• Brief 1:
In the sonnet project handout, revise the passage starting at "Here is a bit" and ending at "were they written?", changing "critics" to "scholars".
• Brief 2:
Name every website that the sonnet project handout recommends as particularly helpful.

AP Shakespearian Sonnet Project

To further our examination of poetry, students are asked to complete a Shakespearian Sonnet Project this quarter. Like our Poetry Project, this assignment calls for a two-page analysis of a specific Shakespearian sonnet. However, this project will be a bit different in its presentation—students will teach the sonnet to the class. This means that you will project the sonnet (a la overhead projector) and explain your analysis.

Your Project Must:

ü  Analyze a Shakespearian sonnet (this project is not a summary)

ü  Include an annotated copy of your sonnet

ü  Be 1 ½ to 2 pages in length

ü  Include at least one MLA citation (both within the body of the paper in parenthetical documentation AND a Works Cited at the end of the paper).

Website Citation:
Author. “Title of Web Page.” Website Title. Posted Date. Web. Access Date.
Example:
Jamison, Samantha. “Sonnet 14.” Shakespeare’s Sonnets. 14 January 2013. Web.
15 April 2014.

Particularly helpful websites: (remember that your assignment will fail for plagiarism if you do not cite all work).

Ø  shakespeares-sonnets.com

Ø  shakespeare-online.com/sonnets

Ø  opensourceshakespeare.org/views/sonnets/sonnets.php

Ø  william-shakespeare.info/william-shakespeare-sonnets.htm

Here is a bit of background regarding Shakespeare’s sonnets:

There are 154 sonnets in all; they were published in complete form in 1609. While at this time the sonnets were not marked by controversy, modern-day critics are divided over the audience of Shakespeare’s sonnets –for whom were they written?

• Entries provided:
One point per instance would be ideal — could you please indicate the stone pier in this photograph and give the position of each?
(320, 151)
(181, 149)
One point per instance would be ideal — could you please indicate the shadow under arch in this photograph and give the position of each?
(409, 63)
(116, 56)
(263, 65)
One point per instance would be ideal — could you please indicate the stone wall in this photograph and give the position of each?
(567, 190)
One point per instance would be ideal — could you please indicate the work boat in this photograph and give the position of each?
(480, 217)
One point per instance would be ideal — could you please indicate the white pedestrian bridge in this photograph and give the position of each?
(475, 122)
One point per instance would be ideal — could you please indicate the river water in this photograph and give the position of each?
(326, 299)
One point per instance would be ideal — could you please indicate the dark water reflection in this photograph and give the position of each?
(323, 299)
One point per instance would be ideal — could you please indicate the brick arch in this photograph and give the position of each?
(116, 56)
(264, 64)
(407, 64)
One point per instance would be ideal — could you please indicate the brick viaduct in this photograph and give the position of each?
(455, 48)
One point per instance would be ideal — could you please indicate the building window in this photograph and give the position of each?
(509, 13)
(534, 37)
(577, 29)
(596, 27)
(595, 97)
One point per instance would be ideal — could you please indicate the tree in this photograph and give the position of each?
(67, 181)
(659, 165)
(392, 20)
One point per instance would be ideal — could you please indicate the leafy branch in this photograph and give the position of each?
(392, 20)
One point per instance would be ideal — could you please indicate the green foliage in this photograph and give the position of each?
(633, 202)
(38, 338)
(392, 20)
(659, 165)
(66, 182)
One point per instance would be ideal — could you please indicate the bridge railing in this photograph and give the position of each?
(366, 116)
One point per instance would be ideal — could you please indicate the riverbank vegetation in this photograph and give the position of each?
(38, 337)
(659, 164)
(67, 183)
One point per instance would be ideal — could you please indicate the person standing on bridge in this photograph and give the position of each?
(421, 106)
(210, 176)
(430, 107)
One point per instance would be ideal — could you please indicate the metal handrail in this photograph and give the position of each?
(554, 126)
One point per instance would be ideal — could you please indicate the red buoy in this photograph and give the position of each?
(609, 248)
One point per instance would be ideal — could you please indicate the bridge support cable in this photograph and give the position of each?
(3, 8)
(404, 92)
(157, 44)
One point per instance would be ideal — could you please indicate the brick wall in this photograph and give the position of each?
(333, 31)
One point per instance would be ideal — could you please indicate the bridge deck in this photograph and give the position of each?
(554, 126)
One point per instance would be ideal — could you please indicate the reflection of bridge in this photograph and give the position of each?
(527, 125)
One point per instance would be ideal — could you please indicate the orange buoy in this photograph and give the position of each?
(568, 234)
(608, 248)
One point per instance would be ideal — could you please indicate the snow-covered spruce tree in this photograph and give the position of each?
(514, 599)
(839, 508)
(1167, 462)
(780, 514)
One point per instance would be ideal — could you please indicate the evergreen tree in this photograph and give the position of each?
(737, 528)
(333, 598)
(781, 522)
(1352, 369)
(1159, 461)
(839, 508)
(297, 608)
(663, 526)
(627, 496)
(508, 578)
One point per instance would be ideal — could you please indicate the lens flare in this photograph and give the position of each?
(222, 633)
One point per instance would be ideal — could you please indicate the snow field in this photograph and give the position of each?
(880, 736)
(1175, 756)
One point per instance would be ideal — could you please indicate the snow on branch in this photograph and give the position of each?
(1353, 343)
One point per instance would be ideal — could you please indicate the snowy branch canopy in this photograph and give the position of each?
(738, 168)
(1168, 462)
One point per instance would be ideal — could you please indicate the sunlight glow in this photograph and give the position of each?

• Solution 1:
Here is a bit of background regarding Shakespeare’s sonnets:

There are 154 sonnets in all; they were published in complete form in 1609. While at this time the sonnets were not marked by controversy, modern-day scholars are divided over the audience of Shakespeare’s sonnets –for whom were they written?

• Solution 2:
- shakespeares-sonnets.com
- shakespeare-online.com/sonnets
- opensourceshakespeare.org/views/sonnets/sonnets.php
- william-shakespeare.info/william-shakespeare-sonnets.htm